[文書抜粋]:
========================================================================
なお、答えの最後の(中)はビーインググループ代表の中島正雄氏、(ロ)はMP3.com社会長のマイケル・ロバートソン氏が質問に答えたことを示している。

■Q:パートナーシップは具体的にどのような形で行われるのか?
■A:共同で会社を作るということではなく、お互いの得意分野を持ち寄るだけだ。アーティスト・消費者のサポートはビーイングが、技術的な分野はMP3.comが行う。(中)

■Q:予想される収益の内訳は?
■A:まだ具体的に決定していない。バナー広告には期待している。(中)

■Q:サービス開始時期は?
■A:いままでも試験的にアップロードしていたが、今日(4月10日)が正式なオープンになる。(中)

■Q:すでに、米国や日本のメジャーレコード会社の一部は、自社サイトや共同出資サイトなどで、楽曲の直接ダウンロード販売を行っている。この動きはますます加速すると思われ、MP3.comと競合するだろう、これについてどう思うか。
■A:将来的に競合する部分は確かにあるだろう。だが、MP3.comは、よりユーザーにとってわかりやすいサービスを提供しているつもりだ。米国サイトではインディーズアーティストが人気を集めており、バッティングする部分はそれほど多くはない。(ロ)

■Q:インディーズアーティストを主に扱うMP3.comと、メジャー音楽会社であるビーイングが手を組んだ背景は?
■A:米サイトでは、マドンナやエリック・クラプトンなど、メジャーアーティストも多数紹介している。ただし、楽曲の販売というよりは、プロモーションツールとして使用しているようで、ビーイングもこの考え方で進めていく。(中)

■Q:ビーイングは音楽配信を行わないのか?
========================================================================
[データ部分]:
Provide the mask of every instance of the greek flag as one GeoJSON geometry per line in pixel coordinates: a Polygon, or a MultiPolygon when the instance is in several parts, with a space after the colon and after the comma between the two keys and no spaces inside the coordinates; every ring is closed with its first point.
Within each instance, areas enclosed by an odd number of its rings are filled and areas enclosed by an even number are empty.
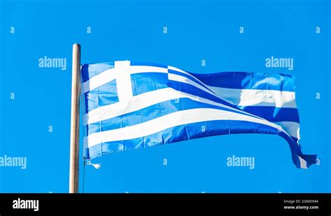
{"type": "Polygon", "coordinates": [[[197,74],[129,61],[84,64],[81,73],[87,160],[199,137],[255,133],[285,139],[298,168],[316,162],[316,155],[302,153],[298,142],[290,75],[197,74]]]}

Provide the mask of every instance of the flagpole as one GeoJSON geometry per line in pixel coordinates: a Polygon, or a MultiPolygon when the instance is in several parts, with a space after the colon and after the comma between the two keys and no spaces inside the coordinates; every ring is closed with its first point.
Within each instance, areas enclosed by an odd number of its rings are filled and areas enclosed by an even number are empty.
{"type": "Polygon", "coordinates": [[[73,45],[69,193],[78,192],[80,153],[80,45],[73,45]]]}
========================================================================
[作業内容]: 文書抜粋の「なお、答えの最後の(中)はビ」で始まり「MP3.comが行う。(中)」までの部分を、「パートナーシップ」を「提携」に置き換えて書き直してもらえますか?

[正しい結果]:
なお、答えの最後の(中)はビーインググループ代表の中島正雄氏、(ロ)はMP3.com社会長のマイケル・ロバートソン氏が質問に答えたことを示している。

■Q:提携は具体的にどのような形で行われるのか?
■A:共同で会社を作るということではなく、お互いの得意分野を持ち寄るだけだ。アーティスト・消費者のサポートはビーイングが、技術的な分野はMP3.comが行う。(中)